• [PROBLEM 1]
Convert the rows, from their first line through the line containing "112L110 112L105 117L105" (both ends included), into a Markdown table with the columns Number and Line, leaving out blank lines.

• [PASSAGE GIVEN]
• • •

= List of communities in Caerphilly County Borough =

The communities of Caerphilly County Borough in 2024.

Caerphilly County Borough is a county borough in the south-east of Wales. It is one of the 22 principal areas of Wales.

Communities are the lowest tier of local government in Wales. Unlike English counties, which often contain unparished areas, all Welsh principal areas are entirely divided into communities.

There are 27 communities in Caerphilly County Borough, with Newbridge being the largest and Gelligaer the most populated. 18 of them have a community council, with four calling themselves town councils in Bargoed, Blackwood, Caerphilly and Risca West.

• • •

• [PROBLEM 2]
Output the full text on the communities of Caerphilly County Borough again, word for word.

• [PROVIDED MATERIAL]
• • •

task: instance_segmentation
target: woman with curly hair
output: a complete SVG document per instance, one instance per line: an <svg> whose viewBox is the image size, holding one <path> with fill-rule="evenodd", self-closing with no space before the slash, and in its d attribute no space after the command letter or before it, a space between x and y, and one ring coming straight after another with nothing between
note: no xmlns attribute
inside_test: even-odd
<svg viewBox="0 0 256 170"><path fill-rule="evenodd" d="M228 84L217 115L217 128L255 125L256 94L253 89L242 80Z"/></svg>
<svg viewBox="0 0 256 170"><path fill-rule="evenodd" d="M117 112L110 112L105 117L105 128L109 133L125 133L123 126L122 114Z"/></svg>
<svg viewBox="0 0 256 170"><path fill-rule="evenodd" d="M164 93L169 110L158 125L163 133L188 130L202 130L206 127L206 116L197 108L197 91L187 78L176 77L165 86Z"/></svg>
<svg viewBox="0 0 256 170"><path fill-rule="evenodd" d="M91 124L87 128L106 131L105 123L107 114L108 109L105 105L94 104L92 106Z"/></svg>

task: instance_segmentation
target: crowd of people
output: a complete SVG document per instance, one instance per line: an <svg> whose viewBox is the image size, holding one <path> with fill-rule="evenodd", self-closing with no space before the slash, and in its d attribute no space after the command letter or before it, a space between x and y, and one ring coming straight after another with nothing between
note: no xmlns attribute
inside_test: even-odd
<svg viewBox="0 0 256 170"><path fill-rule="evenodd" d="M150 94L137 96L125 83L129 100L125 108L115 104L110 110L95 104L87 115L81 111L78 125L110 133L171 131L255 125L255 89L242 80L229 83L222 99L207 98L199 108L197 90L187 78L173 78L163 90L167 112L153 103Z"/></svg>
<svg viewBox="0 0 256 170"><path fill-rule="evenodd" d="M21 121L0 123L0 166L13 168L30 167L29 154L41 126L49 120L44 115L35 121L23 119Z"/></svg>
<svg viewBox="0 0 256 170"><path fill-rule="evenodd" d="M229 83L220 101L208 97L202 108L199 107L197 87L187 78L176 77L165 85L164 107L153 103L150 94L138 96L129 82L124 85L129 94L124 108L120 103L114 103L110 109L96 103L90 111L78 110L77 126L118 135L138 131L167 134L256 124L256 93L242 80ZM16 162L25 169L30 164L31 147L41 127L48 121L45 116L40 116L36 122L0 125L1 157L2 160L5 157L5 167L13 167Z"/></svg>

• • •

• [TASK RESPONSE 1]
| Number | Line |
|---|---|
| 1 | task: instance_segmentation |
| 2 | target: woman with curly hair |
| 3 | output: a complete SVG document per instance, one instance per line: an <svg> whose viewBox is the image size, holding one <path> with fill-rule="evenodd", self-closing with no space before the slash, and in its d attribute no space after the command letter or before it, a space between x and y, and one ring coming straight after another with nothing between |
| 4 | note: no xmlns attribute |
| 5 | inside_test: even-odd |
| 6 | <svg viewBox="0 0 256 170"><path fill-rule="evenodd" d="M228 84L217 115L217 128L255 125L256 94L253 89L242 80Z"/></svg> |
| 7 | <svg viewBox="0 0 256 170"><path fill-rule="evenodd" d="M117 112L110 112L105 117L105 128L109 133L125 133L123 126L122 114Z"/></svg> |

• [TASK RESPONSE 2]
= List of communities in Caerphilly County Borough =

The communities of Caerphilly County Borough in 2024.

Caerphilly County Borough is a county borough in the south-east of Wales. It is one of the 22 principal areas of Wales.

Communities are the lowest tier of local government in Wales. Unlike English counties, which often contain unparished areas, all Welsh principal areas are entirely divided into communities.

There are 27 communities in Caerphilly County Borough, with Newbridge being the largest and Gelligaer the most populated. 18 of them have a community council, with four calling themselves town councils in Bargoed, Blackwood, Caerphilly and Risca West.